Exercise instructions:
For this exercise, transcribe all the records below exactly.

Stored records:
========================================

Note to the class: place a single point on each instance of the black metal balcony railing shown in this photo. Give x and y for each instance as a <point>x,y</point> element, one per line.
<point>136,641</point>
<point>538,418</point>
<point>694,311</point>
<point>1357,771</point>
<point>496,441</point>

========================================

Finished task:
Note to the class: place a single point on each instance of the black metal balcony railing shown in this photo. Give x and y for each instance as a <point>x,y</point> element, one per line.
<point>136,641</point>
<point>538,418</point>
<point>694,311</point>
<point>1357,771</point>
<point>496,441</point>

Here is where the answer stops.